What is being asked » Pictures do not belong in the copy; print every entry exactly as it stands.

┄┄┄┄┄┄┄┄┄┄

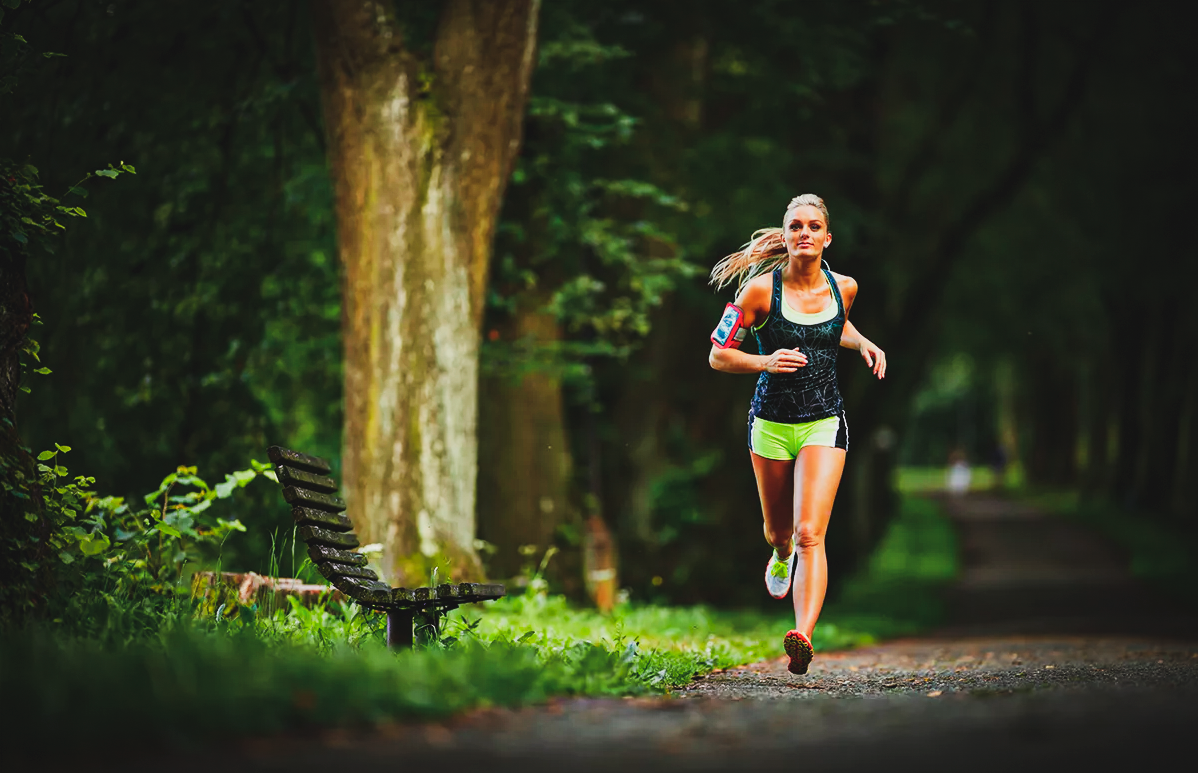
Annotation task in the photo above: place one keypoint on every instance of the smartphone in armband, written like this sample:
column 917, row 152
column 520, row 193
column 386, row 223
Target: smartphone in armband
column 731, row 328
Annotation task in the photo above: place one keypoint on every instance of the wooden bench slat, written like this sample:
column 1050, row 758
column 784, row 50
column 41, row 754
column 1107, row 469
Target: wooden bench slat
column 447, row 593
column 315, row 535
column 313, row 499
column 300, row 478
column 343, row 569
column 278, row 454
column 368, row 592
column 331, row 521
column 320, row 553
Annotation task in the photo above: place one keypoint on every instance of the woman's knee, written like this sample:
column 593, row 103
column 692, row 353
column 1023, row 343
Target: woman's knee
column 809, row 537
column 778, row 537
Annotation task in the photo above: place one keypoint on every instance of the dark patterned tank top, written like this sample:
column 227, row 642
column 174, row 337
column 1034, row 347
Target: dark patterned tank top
column 811, row 392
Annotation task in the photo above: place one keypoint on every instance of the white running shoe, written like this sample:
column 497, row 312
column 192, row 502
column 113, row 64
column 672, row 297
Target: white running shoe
column 779, row 573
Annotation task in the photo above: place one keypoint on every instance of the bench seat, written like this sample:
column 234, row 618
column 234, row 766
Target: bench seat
column 328, row 533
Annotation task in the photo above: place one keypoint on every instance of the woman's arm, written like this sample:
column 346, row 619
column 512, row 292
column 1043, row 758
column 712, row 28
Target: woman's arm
column 754, row 302
column 875, row 358
column 851, row 337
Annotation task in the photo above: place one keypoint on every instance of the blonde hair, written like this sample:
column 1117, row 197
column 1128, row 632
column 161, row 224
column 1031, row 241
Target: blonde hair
column 764, row 252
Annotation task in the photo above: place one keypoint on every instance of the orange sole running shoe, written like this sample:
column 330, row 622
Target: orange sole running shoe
column 799, row 647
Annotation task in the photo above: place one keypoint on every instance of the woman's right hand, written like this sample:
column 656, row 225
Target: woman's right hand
column 785, row 361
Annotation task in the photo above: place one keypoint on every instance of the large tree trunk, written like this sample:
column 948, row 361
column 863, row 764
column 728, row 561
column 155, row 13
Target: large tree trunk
column 419, row 150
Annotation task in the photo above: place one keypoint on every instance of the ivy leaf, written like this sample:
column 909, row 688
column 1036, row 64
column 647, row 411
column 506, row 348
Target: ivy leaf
column 170, row 531
column 94, row 544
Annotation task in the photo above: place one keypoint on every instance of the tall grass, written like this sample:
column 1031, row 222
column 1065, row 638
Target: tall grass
column 194, row 678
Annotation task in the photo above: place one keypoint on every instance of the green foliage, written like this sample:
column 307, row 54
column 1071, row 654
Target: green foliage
column 899, row 591
column 183, row 677
column 110, row 555
column 576, row 243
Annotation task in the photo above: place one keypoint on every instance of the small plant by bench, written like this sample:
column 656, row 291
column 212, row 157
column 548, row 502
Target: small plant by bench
column 326, row 530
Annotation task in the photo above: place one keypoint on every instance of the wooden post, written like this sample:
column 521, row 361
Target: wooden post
column 399, row 628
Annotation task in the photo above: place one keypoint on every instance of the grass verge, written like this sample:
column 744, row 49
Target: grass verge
column 193, row 681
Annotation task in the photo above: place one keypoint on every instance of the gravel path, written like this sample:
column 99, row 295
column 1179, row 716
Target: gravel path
column 1054, row 657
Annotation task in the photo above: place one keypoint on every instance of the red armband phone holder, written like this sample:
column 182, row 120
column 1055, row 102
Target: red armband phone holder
column 730, row 331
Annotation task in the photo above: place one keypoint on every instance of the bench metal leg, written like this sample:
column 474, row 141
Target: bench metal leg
column 399, row 628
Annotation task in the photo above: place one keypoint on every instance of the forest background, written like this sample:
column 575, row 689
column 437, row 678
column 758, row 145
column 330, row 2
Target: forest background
column 1010, row 183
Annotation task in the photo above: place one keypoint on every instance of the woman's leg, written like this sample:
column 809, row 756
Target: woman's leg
column 775, row 487
column 816, row 478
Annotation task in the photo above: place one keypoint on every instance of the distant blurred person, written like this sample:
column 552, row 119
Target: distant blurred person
column 798, row 312
column 998, row 466
column 958, row 475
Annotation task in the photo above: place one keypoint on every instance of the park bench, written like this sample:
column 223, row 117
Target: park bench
column 327, row 532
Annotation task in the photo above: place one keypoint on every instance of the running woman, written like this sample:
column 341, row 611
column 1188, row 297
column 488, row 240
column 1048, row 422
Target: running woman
column 798, row 312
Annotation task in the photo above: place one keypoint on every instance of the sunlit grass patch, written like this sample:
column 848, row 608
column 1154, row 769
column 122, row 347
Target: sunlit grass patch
column 900, row 590
column 193, row 680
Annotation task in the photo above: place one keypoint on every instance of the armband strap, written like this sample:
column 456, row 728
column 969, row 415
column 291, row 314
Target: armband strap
column 730, row 330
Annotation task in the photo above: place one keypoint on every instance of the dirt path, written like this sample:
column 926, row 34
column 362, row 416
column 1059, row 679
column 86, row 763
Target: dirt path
column 1054, row 657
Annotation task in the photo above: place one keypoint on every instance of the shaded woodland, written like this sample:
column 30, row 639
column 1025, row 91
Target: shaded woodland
column 1011, row 185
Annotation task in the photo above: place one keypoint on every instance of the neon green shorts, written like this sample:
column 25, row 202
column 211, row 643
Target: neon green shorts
column 774, row 440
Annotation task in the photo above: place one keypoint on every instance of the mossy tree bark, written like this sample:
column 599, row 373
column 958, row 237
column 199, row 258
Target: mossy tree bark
column 421, row 145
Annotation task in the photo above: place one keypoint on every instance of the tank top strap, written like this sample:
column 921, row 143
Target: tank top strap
column 835, row 291
column 775, row 299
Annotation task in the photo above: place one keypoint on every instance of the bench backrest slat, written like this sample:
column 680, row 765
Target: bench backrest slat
column 369, row 592
column 278, row 454
column 328, row 533
column 302, row 479
column 340, row 539
column 343, row 569
column 304, row 497
column 331, row 521
column 320, row 553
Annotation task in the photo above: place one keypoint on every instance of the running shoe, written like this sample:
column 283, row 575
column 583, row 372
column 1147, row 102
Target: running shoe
column 799, row 647
column 779, row 573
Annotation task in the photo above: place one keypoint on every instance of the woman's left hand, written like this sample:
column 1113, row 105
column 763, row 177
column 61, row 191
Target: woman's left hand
column 873, row 357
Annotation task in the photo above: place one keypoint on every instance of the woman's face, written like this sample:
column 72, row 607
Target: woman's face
column 805, row 231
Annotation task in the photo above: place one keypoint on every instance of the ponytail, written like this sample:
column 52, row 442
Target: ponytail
column 764, row 252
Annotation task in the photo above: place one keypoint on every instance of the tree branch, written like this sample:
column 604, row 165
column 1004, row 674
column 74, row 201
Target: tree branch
column 915, row 315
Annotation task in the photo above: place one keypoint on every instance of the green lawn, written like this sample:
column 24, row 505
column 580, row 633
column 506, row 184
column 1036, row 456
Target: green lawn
column 193, row 680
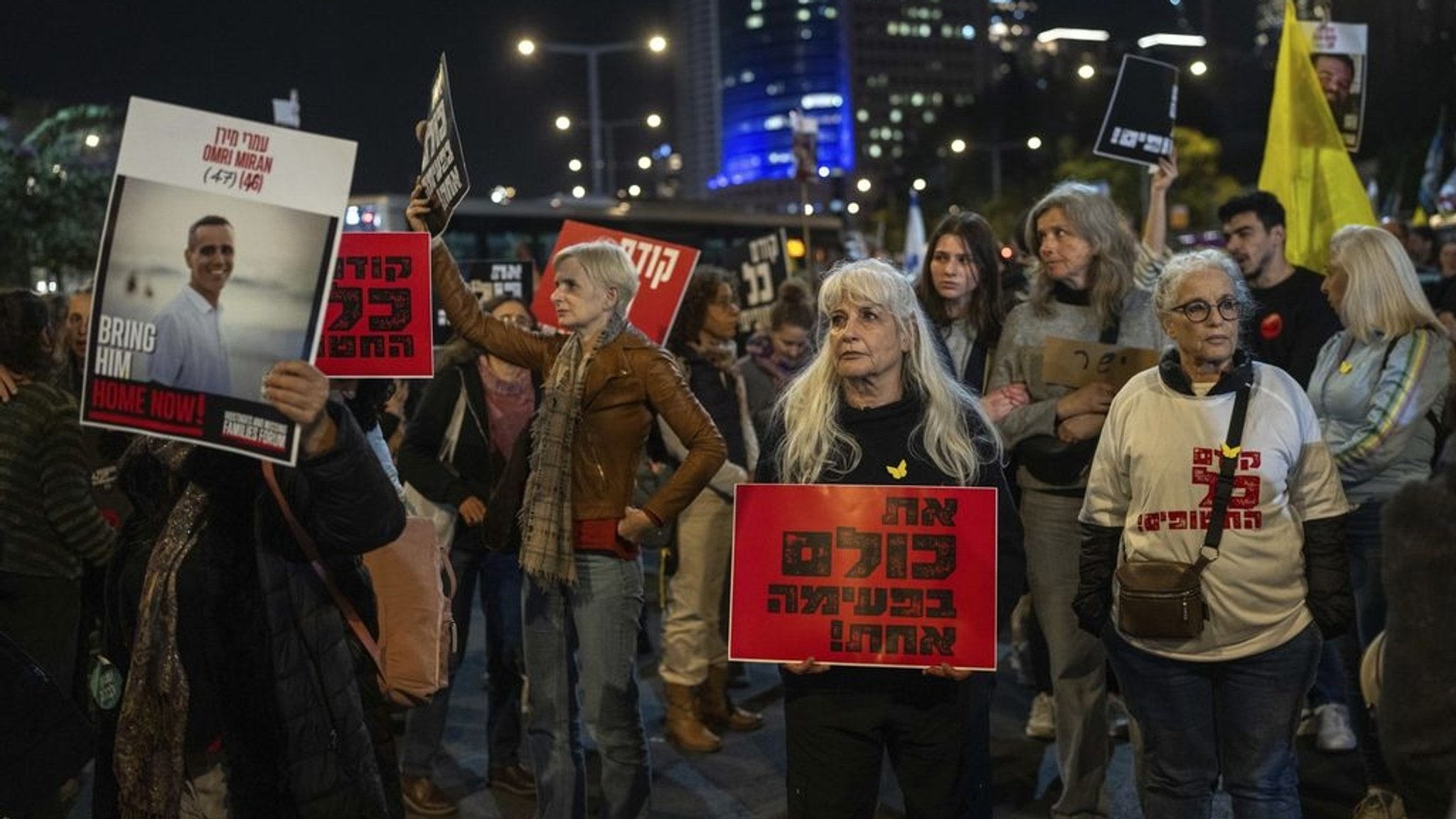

┄┄┄┄┄┄┄┄┄┄

Response for this exercise »
Annotation task in the photo above: place one keypoint on every instance of the smartphone in armband, written like this sample:
column 917, row 152
column 520, row 193
column 386, row 223
Target: smartphone in armband
column 731, row 328
Annotation task in the photo above: place one keypoint on every instance of the wooden bench slat, written like this sample:
column 1050, row 758
column 784, row 50
column 41, row 754
column 1107, row 469
Target: wooden bench slat
column 447, row 593
column 315, row 535
column 313, row 499
column 300, row 478
column 343, row 569
column 278, row 454
column 368, row 592
column 331, row 521
column 320, row 553
Annotation task in the photo above: place one keypoint on every instance of the woman's knee, written like this sample:
column 593, row 103
column 692, row 353
column 1023, row 343
Target: woman's knee
column 809, row 537
column 778, row 537
Annotation task in the photo above: place one keypoint on every instance of the dark patterned tank top, written like this sample:
column 227, row 642
column 174, row 337
column 1034, row 347
Target: dark patterned tank top
column 811, row 392
Annotation task in the photo above: place one keypoint on every instance of the white running shoe, written like this sample:
column 497, row 312
column 192, row 502
column 113, row 64
column 672, row 297
Target: white running shoe
column 779, row 573
Annotation task in the photo above: place one keypoint on every instance of the bench seat, written like this sample:
column 234, row 618
column 234, row 766
Target: bench seat
column 328, row 533
Annotation task in the photo above: place one keypoint on every instance of the woman's arm, written like this sample:
column 346, row 619
column 512, row 292
column 1043, row 758
column 712, row 28
Target: woman's arm
column 754, row 302
column 875, row 358
column 851, row 337
Annotation task in the photo above: place one keypoint on every instance of the blonde hair, written like this sample:
column 1117, row 197
column 1128, row 632
column 161, row 224
column 1031, row 241
Target: blonde hair
column 764, row 252
Annotation task in the photo above: place one keypoint on every instance of the orange sole running shoe, written like this sample:
column 330, row 622
Target: orange sole running shoe
column 799, row 647
Annotation task in the photo above: place one keypoint on every instance of the woman's right hand, written like this sample:
column 656, row 225
Target: woman's right hand
column 785, row 361
Annotation task in the photo above: place one keypoint on every instance of the large tree trunk, written like this sample:
column 948, row 361
column 863, row 764
column 728, row 561
column 155, row 13
Target: large tree trunk
column 419, row 150
Annotation task in the photo above: place one keypoint on every instance of the ivy leaf, written like this sample:
column 909, row 688
column 1036, row 64
column 647, row 411
column 506, row 348
Target: ivy leaf
column 170, row 531
column 94, row 544
Annotation task in the photo above: place one keypoint on every instance of the tall grass, written like this sample:
column 1031, row 222
column 1065, row 638
Target: tall grass
column 194, row 678
Annotation task in the photo above: place one keypoint on every instance of the green foliage, written like this sample:
column 307, row 54
column 1071, row 654
Target: green foliage
column 899, row 591
column 183, row 677
column 110, row 555
column 576, row 243
Annotation task in the photo above: place one keypoint on every instance of the small plant by bench, written like this sample:
column 656, row 291
column 212, row 157
column 548, row 502
Target: small plant by bench
column 326, row 530
Annotation task in the photo above: place one keypoint on every instance of the wooden post, written like this sample:
column 521, row 361
Target: wooden post
column 399, row 628
Annotation task in the photo above: place one keypoint on every instance of the grass verge, written like this sample:
column 744, row 49
Target: grass verge
column 193, row 681
Annotation task in the photo above: place one keypoint on every instance of the gravel path, written like this sample:
column 99, row 295
column 1179, row 716
Target: gravel path
column 1054, row 657
Annotation task in the photo above: place one keypoint on every instance of the red armband phone holder, written like this sample:
column 182, row 120
column 1055, row 102
Target: red armband phone holder
column 730, row 331
Annotation task in the photo above: place one keypoint on every instance of the bench metal leg, written like this sample:
column 474, row 141
Target: bench metal leg
column 399, row 628
Annotation task in the photo above: place one keypoint on every instance of the forest background, written like this sample:
column 575, row 689
column 437, row 678
column 758, row 145
column 330, row 2
Target: forest background
column 1010, row 183
Annotation task in the photo above: place one keypoint on every instance of the woman's leg, written like this sample:
column 809, row 756
Target: woman's leg
column 775, row 487
column 816, row 478
Annotation task in the photo above: place one keypoint on every instance of the distant blurred person, written like this sample:
column 552, row 119
Target: distant blurred person
column 798, row 312
column 998, row 466
column 958, row 475
Annotation task in the photo above: place one keypoint on every instance of the park bench, written like this sample:
column 223, row 117
Target: park bench
column 327, row 532
Annotation task in the photo above: place one keypoint on every instance of the running woman, written like this sample:
column 341, row 611
column 1188, row 297
column 488, row 240
column 1048, row 422
Target: running woman
column 798, row 312
Annotation task in the photo above: place one keypoint on every instance of the sunlit grass patch, written like this sample:
column 848, row 608
column 1154, row 769
column 122, row 347
Target: sunlit grass patch
column 900, row 590
column 193, row 680
Annotation task in the photo above: place one keypoint on every instance of the armband strap, written like this sample:
column 456, row 728
column 969, row 415
column 291, row 314
Target: armband strap
column 730, row 330
Annotation task in the photo above: place one keypoint on every instance of the dirt path, written like this sample:
column 926, row 34
column 362, row 416
column 1059, row 679
column 86, row 763
Target: dirt path
column 1054, row 657
Annotation task in the photo above: place one keypoint on every instance of the shaded woodland, written like this sample:
column 30, row 639
column 1025, row 91
Target: shaded woodland
column 1011, row 185
Annotation task in the photo above: place one keypoint on every instance of the neon green shorts, written like this sample:
column 25, row 202
column 211, row 643
Target: neon green shorts
column 774, row 440
Annotation task in the photo above: place one keypoint on every instance of the mossy tree bark, written like this sample:
column 599, row 373
column 958, row 237
column 199, row 258
Target: mossy tree bark
column 421, row 145
Annotation task in the photo above: place one keypoint on every instance of the tank top strap, written like this sample:
column 921, row 143
Target: tank top strap
column 835, row 291
column 775, row 299
Annotation task in the photo above: place one keypoint on every instance of the bench backrest slat, written like this sample:
column 680, row 765
Target: bench backrest slat
column 369, row 592
column 278, row 454
column 328, row 533
column 302, row 479
column 340, row 539
column 343, row 569
column 304, row 497
column 331, row 521
column 320, row 553
Annotation task in the photo above: place one keypoint on every instance of the running shoe, written like this sample:
column 283, row 575
column 583, row 372
column 1147, row 102
Target: running shoe
column 799, row 647
column 779, row 573
Annotation task in the photo above: place one keypoint on every instance of the woman's left hand, written like this sample:
column 1113, row 105
column 763, row 177
column 61, row 191
Target: woman's left hand
column 873, row 357
Annotation task in the photo above: place one keypoint on every instance of the woman's face, written like this sample:
column 72, row 607
Target: woman's face
column 805, row 231
Annotation task in the photo above: place one keypoint on every instance of the ponytail, written like this sample:
column 52, row 442
Target: ponytail
column 764, row 252
Annotation task in the photo above: place one keypoint on every instance of the tree branch, written like this sample:
column 604, row 165
column 1004, row 674
column 74, row 201
Target: tree branch
column 915, row 315
Annotation task in the photo above: place one keypoint on every instance of the green lawn, written like this sample:
column 24, row 505
column 580, row 633
column 506, row 184
column 1036, row 456
Target: green lawn
column 193, row 680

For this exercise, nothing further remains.